**WORK TASK**
Look through the entries that follow and return each line that has the string "orange".

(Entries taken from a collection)
________________________________________

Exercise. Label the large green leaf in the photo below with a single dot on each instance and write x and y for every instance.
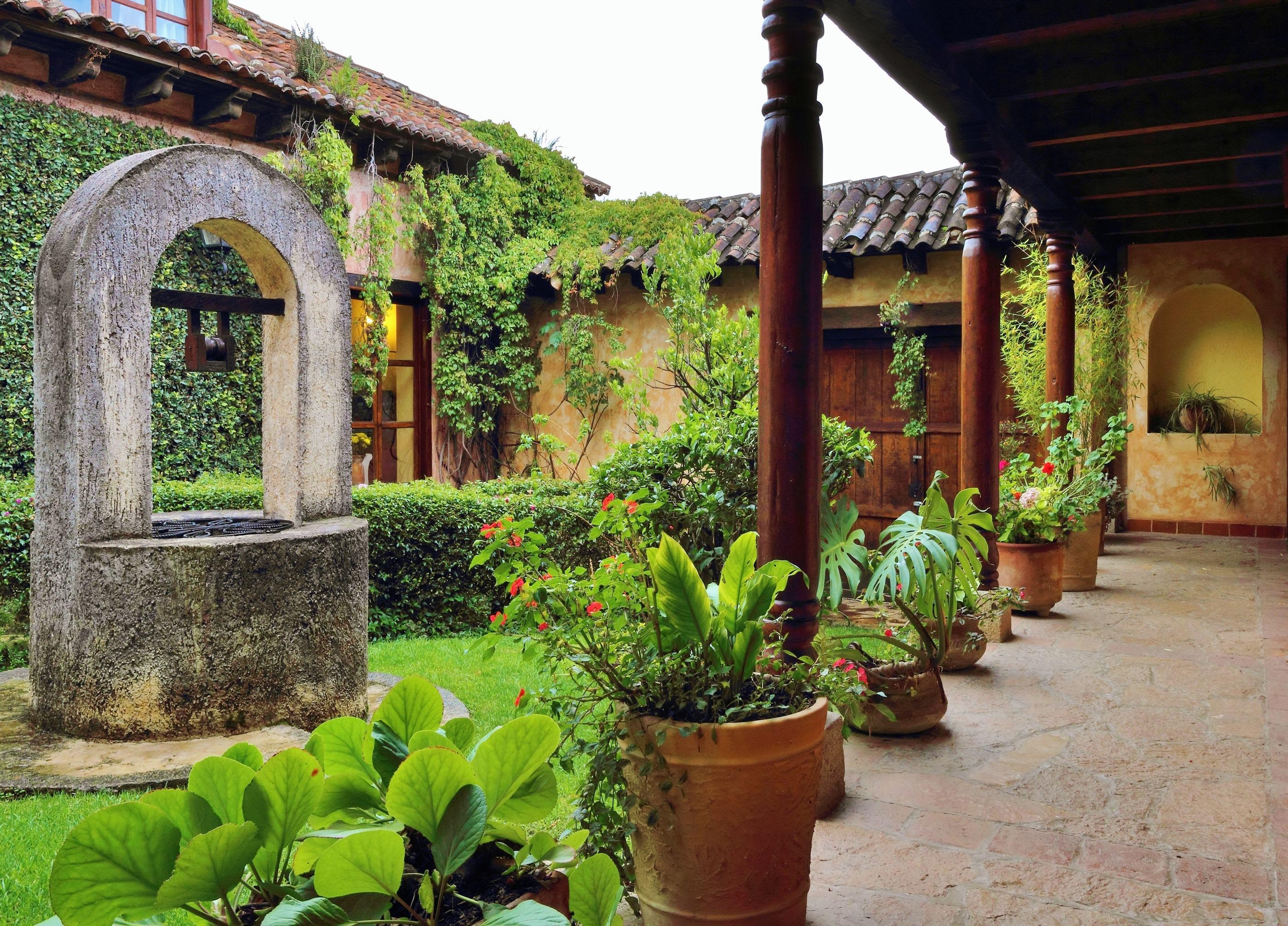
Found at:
(347, 746)
(512, 754)
(740, 565)
(460, 731)
(534, 800)
(424, 786)
(189, 812)
(529, 914)
(280, 801)
(594, 891)
(680, 594)
(365, 863)
(347, 791)
(411, 706)
(461, 830)
(222, 782)
(210, 866)
(247, 754)
(112, 865)
(312, 912)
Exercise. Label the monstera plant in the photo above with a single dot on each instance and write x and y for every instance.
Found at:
(400, 820)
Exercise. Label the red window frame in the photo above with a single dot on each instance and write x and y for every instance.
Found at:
(197, 22)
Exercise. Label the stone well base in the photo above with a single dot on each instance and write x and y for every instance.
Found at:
(169, 639)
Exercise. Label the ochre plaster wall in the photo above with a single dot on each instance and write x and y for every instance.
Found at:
(1206, 336)
(644, 331)
(1165, 473)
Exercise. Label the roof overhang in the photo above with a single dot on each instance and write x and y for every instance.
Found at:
(1133, 120)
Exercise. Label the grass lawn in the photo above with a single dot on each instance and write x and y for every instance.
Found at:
(33, 828)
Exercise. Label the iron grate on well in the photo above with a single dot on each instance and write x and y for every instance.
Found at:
(181, 528)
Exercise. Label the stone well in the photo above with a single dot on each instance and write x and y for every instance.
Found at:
(141, 638)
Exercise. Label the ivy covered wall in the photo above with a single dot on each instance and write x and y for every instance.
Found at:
(200, 422)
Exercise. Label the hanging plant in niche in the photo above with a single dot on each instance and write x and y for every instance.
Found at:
(908, 366)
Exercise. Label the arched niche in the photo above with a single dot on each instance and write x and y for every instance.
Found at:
(1208, 336)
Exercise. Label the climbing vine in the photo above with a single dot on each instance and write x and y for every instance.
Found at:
(200, 422)
(481, 235)
(908, 365)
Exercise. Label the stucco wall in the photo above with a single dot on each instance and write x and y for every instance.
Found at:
(644, 331)
(1165, 472)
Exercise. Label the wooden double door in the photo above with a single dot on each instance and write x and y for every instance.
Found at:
(858, 389)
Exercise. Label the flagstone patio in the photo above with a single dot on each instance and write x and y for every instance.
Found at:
(1117, 763)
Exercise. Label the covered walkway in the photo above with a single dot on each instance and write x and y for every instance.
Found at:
(1118, 763)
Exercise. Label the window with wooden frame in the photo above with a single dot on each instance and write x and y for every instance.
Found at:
(173, 20)
(391, 433)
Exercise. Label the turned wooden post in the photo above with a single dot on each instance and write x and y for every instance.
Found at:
(982, 328)
(1060, 320)
(791, 311)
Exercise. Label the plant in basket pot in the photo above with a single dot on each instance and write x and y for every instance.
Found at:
(926, 568)
(700, 745)
(1045, 505)
(403, 820)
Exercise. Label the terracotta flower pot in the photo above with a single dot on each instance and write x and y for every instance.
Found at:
(1036, 571)
(732, 844)
(1082, 550)
(966, 644)
(916, 699)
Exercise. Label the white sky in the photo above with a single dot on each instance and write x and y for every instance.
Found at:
(647, 96)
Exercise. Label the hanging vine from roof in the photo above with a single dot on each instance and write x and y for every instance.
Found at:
(481, 235)
(321, 164)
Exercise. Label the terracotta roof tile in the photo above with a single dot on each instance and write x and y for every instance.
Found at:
(388, 105)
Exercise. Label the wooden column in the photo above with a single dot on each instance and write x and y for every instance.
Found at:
(982, 328)
(1060, 318)
(791, 311)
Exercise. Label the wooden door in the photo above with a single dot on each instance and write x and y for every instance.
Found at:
(858, 389)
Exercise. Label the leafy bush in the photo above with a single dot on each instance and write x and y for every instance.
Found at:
(706, 465)
(420, 539)
(224, 849)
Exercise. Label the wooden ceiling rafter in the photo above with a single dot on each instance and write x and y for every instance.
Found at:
(1192, 136)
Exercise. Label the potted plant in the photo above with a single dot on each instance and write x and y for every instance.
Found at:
(1050, 514)
(396, 821)
(928, 568)
(704, 751)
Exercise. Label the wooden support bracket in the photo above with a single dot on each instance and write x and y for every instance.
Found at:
(274, 125)
(151, 87)
(219, 107)
(8, 33)
(75, 65)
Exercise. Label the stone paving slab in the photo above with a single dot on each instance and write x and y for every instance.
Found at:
(1122, 762)
(35, 762)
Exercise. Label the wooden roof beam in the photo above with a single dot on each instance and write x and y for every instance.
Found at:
(1104, 25)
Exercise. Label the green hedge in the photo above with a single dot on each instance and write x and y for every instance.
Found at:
(421, 539)
(200, 422)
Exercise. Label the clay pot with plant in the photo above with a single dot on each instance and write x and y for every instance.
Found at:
(704, 749)
(928, 568)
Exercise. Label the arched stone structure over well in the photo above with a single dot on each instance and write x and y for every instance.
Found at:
(133, 637)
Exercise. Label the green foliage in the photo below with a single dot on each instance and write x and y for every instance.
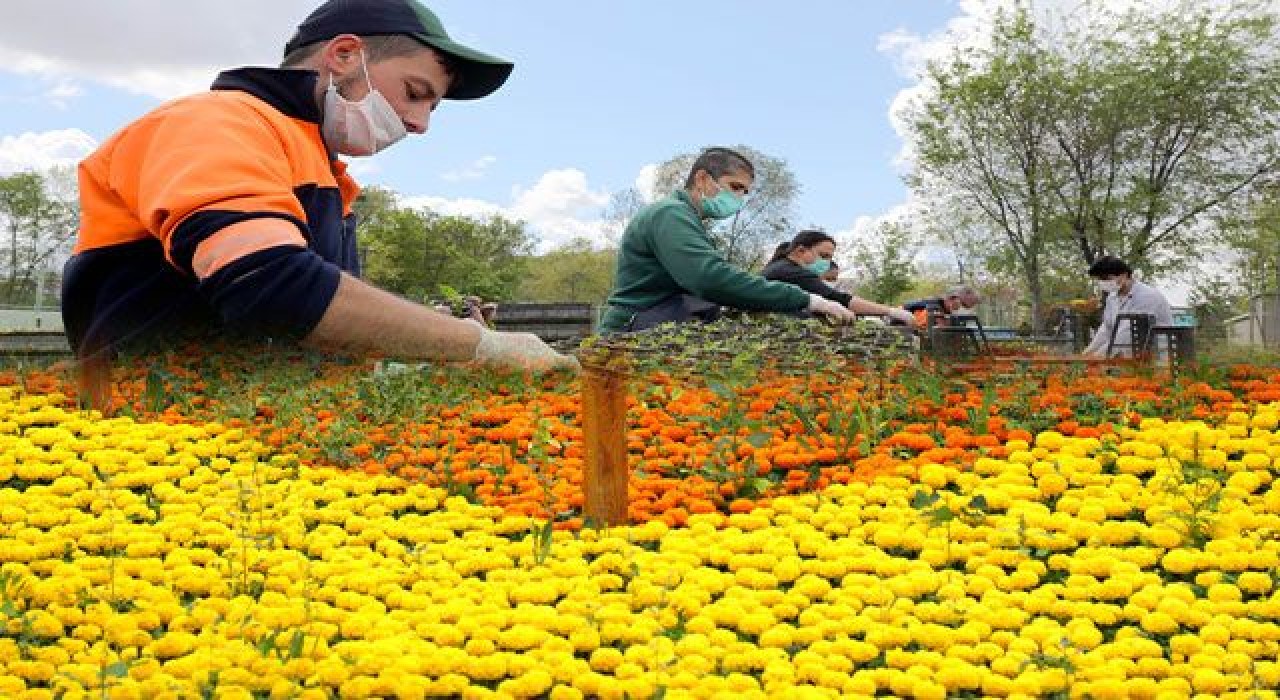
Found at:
(885, 265)
(1074, 136)
(417, 254)
(39, 216)
(575, 271)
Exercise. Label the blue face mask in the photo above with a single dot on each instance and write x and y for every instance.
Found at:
(818, 266)
(723, 205)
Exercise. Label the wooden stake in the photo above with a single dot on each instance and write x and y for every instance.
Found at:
(604, 430)
(95, 384)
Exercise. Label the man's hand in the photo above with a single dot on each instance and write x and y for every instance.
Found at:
(521, 351)
(831, 309)
(903, 316)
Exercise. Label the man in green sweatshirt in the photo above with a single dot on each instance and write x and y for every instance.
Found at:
(670, 270)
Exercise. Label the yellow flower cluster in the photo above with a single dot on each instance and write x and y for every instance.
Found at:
(156, 561)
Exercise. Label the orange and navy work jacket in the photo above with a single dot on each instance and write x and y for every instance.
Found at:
(222, 207)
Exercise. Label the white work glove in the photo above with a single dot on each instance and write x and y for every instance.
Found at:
(837, 312)
(522, 351)
(903, 315)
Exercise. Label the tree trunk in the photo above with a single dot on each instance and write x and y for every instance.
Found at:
(1034, 293)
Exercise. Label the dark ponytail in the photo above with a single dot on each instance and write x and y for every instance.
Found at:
(803, 239)
(781, 251)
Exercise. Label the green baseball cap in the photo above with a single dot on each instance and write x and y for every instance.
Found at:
(476, 73)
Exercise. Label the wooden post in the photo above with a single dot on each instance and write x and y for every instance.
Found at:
(604, 431)
(95, 383)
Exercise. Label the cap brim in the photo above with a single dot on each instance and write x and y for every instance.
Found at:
(479, 74)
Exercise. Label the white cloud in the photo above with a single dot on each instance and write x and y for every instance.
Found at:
(647, 182)
(44, 150)
(472, 172)
(152, 47)
(558, 207)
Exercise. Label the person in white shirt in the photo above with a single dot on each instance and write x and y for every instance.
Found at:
(1124, 296)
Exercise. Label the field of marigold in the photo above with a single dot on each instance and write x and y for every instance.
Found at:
(280, 525)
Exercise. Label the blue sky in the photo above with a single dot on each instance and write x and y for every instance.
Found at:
(600, 91)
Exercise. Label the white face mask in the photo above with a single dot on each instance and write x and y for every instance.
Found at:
(360, 128)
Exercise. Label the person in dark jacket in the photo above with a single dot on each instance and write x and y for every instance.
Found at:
(803, 260)
(668, 268)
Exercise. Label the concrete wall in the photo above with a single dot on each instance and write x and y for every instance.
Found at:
(30, 320)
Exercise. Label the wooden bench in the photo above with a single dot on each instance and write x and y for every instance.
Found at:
(548, 320)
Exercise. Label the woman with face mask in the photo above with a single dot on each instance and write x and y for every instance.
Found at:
(805, 259)
(1124, 294)
(670, 270)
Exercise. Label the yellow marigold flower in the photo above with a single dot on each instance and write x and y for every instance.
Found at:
(606, 659)
(1255, 582)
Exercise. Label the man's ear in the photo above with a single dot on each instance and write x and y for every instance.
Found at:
(341, 55)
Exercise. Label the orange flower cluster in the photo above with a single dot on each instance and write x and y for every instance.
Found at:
(691, 448)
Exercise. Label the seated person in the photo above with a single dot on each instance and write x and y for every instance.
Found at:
(958, 301)
(803, 261)
(1124, 296)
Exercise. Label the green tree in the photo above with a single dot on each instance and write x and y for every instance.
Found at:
(1175, 120)
(40, 216)
(575, 271)
(1252, 241)
(1101, 132)
(885, 262)
(983, 141)
(417, 254)
(767, 216)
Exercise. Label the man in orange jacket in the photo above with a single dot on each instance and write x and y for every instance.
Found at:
(232, 207)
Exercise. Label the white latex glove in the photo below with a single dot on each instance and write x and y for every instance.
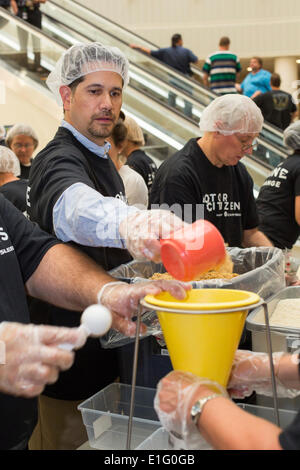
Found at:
(123, 300)
(251, 373)
(142, 231)
(32, 356)
(176, 393)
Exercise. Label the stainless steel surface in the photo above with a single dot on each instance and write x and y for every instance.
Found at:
(255, 324)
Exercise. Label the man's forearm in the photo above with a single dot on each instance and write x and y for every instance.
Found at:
(67, 278)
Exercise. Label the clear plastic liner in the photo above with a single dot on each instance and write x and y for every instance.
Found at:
(261, 270)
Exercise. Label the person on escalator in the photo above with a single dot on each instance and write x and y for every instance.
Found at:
(180, 59)
(29, 11)
(278, 202)
(206, 179)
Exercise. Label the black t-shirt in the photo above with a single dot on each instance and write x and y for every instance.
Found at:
(22, 247)
(276, 203)
(63, 162)
(276, 107)
(15, 192)
(144, 165)
(188, 180)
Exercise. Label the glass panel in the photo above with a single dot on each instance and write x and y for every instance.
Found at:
(26, 48)
(161, 108)
(190, 87)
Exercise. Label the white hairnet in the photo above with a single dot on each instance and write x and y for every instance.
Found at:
(231, 114)
(82, 59)
(291, 135)
(9, 162)
(21, 129)
(2, 132)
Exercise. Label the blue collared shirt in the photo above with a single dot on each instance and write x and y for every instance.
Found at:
(83, 215)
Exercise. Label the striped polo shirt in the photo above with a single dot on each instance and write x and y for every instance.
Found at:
(222, 67)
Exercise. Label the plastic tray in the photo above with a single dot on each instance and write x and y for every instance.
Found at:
(105, 416)
(161, 440)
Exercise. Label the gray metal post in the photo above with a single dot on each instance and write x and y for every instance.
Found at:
(273, 379)
(133, 381)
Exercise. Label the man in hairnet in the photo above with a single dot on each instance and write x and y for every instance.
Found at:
(76, 193)
(206, 179)
(35, 263)
(278, 202)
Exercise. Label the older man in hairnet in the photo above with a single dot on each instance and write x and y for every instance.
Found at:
(76, 193)
(206, 179)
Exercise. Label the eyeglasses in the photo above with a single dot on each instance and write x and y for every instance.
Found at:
(26, 146)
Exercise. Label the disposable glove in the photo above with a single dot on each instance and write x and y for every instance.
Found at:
(123, 300)
(32, 357)
(251, 372)
(142, 231)
(176, 393)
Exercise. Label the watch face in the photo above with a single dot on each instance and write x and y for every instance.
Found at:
(195, 411)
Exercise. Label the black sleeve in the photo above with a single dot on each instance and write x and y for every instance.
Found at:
(29, 241)
(176, 191)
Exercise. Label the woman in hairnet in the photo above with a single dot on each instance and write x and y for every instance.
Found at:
(23, 141)
(12, 187)
(278, 201)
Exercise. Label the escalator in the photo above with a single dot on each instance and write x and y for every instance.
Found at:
(147, 98)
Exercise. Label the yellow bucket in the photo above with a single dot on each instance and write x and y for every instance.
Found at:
(202, 332)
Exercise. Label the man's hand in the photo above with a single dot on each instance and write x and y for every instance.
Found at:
(123, 300)
(142, 231)
(33, 357)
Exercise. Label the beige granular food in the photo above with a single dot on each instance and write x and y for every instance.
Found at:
(223, 271)
(286, 313)
(207, 275)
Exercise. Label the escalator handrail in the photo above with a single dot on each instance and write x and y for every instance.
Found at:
(42, 34)
(159, 64)
(30, 28)
(209, 93)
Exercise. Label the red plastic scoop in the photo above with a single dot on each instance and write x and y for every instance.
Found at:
(190, 251)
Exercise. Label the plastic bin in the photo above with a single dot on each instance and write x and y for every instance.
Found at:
(283, 338)
(160, 439)
(106, 413)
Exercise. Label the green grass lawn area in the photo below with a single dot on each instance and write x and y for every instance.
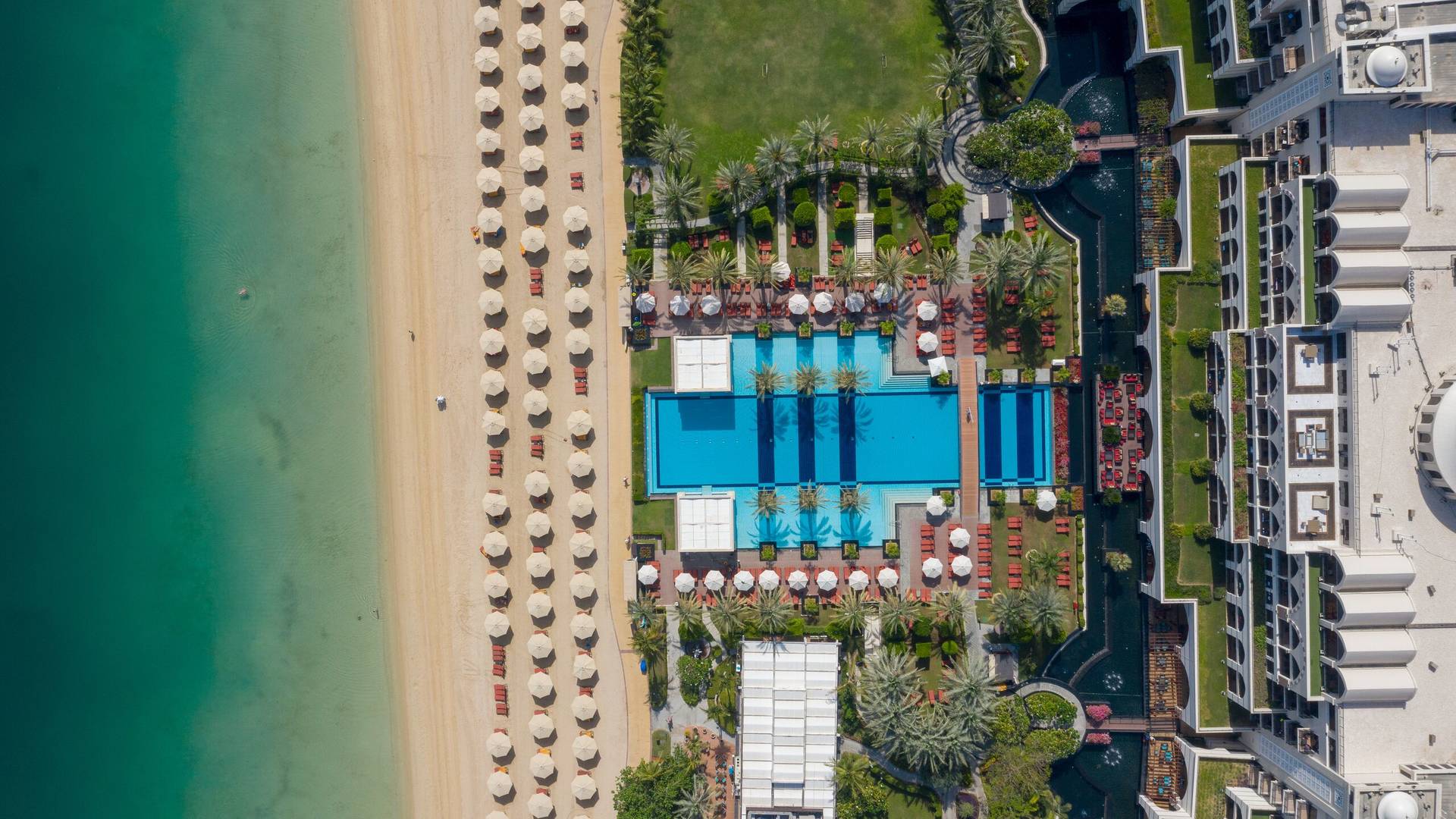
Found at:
(1185, 24)
(1213, 777)
(840, 58)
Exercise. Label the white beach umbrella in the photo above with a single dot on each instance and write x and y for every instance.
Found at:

________________________________________

**ANSWER SECTION**
Exercise. Label the orange and navy work jacket in the photo above with a single dot on each instance and write x and y for every instance.
Exercise. Label the orange flower cluster in the photo above with a single dot on each instance and write x and y for every instance.
Exercise. Label the man in orange jacket in the photo above with a single dot on each instance and write x and y for every instance.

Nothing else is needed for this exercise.